* [WRITTEN INSTRUCTION]
Turn every line of the listing below into a numbered list, leaving out any blank lines.

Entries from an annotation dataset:
━━━
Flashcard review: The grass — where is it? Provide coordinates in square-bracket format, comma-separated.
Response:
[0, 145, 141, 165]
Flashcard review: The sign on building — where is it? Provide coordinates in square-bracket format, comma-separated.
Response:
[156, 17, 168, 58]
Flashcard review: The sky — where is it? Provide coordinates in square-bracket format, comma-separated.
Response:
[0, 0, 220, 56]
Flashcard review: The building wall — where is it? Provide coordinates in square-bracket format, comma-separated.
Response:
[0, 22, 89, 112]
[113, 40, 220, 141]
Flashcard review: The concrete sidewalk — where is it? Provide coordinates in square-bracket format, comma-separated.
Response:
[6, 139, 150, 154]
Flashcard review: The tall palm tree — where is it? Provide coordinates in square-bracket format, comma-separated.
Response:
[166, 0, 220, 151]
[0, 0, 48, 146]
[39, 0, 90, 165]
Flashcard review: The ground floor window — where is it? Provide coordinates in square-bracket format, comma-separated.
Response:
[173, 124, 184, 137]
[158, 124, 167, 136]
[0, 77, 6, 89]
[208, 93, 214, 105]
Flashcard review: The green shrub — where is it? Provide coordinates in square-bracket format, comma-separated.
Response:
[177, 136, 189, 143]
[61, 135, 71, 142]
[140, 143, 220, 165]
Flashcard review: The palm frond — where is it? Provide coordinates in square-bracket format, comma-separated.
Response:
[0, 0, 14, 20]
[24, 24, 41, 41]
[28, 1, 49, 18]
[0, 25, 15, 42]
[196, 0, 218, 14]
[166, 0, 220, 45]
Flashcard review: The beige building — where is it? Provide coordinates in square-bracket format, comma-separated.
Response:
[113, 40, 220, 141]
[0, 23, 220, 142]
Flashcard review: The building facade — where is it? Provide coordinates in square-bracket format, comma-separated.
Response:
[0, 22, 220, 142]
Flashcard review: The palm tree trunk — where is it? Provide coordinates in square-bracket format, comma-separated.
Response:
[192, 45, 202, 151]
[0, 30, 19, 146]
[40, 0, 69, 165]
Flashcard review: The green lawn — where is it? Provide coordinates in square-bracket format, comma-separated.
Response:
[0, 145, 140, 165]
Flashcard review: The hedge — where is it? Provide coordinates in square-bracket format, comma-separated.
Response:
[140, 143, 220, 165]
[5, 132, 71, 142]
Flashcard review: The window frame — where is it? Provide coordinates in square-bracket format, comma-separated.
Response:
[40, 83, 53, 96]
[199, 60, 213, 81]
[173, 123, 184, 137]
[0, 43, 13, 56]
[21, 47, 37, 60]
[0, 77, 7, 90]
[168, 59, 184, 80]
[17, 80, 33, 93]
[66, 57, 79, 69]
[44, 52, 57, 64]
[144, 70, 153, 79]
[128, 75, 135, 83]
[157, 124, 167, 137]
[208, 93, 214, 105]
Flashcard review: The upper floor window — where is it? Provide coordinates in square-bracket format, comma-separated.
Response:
━━━
* [EXERCISE SOLUTION]
1. Flashcard review: The grass — where is it? Provide coordinates in square-bracket format, comma-separated.
2. Response:
3. [0, 145, 141, 165]
4. Flashcard review: The sign on building — where is it? Provide coordinates in square-bracket format, comma-separated.
5. Response:
6. [156, 17, 168, 58]
7. Flashcard review: The sky — where is it? Provide coordinates in square-bracket format, comma-separated.
8. Response:
9. [0, 0, 220, 56]
10. Flashcard review: The building wall — where is it? Provide coordinates in square-bracket format, comma-separated.
11. Response:
12. [0, 22, 89, 112]
13. [113, 40, 220, 141]
14. Flashcard review: The concrete sidewalk — where is it? Provide coordinates in square-bracket format, comma-separated.
15. Response:
16. [6, 139, 150, 154]
17. Flashcard review: The tall palm tree — where is it? Provide coordinates in square-bracket format, comma-separated.
18. Response:
19. [166, 0, 220, 151]
20. [0, 0, 48, 146]
21. [39, 0, 90, 165]
22. Flashcard review: The ground floor window — where is it? Provide coordinates in square-bracket format, comma-separated.
23. Response:
24. [173, 124, 184, 137]
25. [158, 124, 167, 136]
26. [0, 77, 6, 89]
27. [208, 93, 214, 105]
28. Flashcard review: The green shrub — where is it? Provide coordinates in square-bracket format, comma-separated.
29. Response:
30. [177, 136, 189, 143]
31. [61, 135, 71, 142]
32. [140, 143, 220, 165]
33. Flashcard review: The palm frond — where is it? Provide coordinates in square-bracket format, comma-separated.
34. Response:
35. [0, 0, 14, 20]
36. [24, 24, 41, 41]
37. [28, 1, 49, 18]
38. [0, 25, 15, 42]
39. [196, 0, 218, 14]
40. [166, 0, 220, 45]
41. Flashcard review: The beige building — where is it? Provide coordinates in square-bracket format, comma-separated.
42. Response:
43. [113, 40, 220, 141]
44. [0, 23, 220, 142]
45. Flashcard review: The building facade — where is it? Provide coordinates in square-bracket format, comma-separated.
46. Response:
47. [0, 22, 220, 142]
48. Flashcard review: The palm tree trunk — where is it? Provide coordinates in square-bracket format, comma-separated.
49. Response:
50. [192, 45, 202, 151]
51. [0, 30, 19, 146]
52. [40, 0, 69, 165]
53. Flashcard review: The green lawn — where is it? Provide coordinates in square-bracket format, comma-separated.
54. Response:
55. [0, 145, 140, 165]
56. Flashcard review: The hedge — where is it? Provide coordinates in square-bracket format, comma-separated.
57. Response:
58. [140, 143, 220, 165]
59. [5, 132, 71, 142]
60. Flashcard review: The window frame — where is it? Provide coordinates in square-bracket format, comma-separated.
61. Response:
62. [40, 83, 53, 96]
63. [199, 60, 213, 81]
64. [173, 123, 184, 137]
65. [0, 43, 13, 56]
66. [21, 47, 37, 60]
67. [0, 77, 7, 90]
68. [168, 59, 184, 80]
69. [17, 80, 33, 93]
70. [66, 57, 79, 69]
71. [44, 52, 57, 64]
72. [144, 70, 153, 79]
73. [128, 75, 135, 83]
74. [157, 124, 167, 137]
75. [208, 93, 214, 105]
76. Flashcard review: The upper floor window — where is it? Provide coordinates in square-bracket format, comma-separated.
77. Response:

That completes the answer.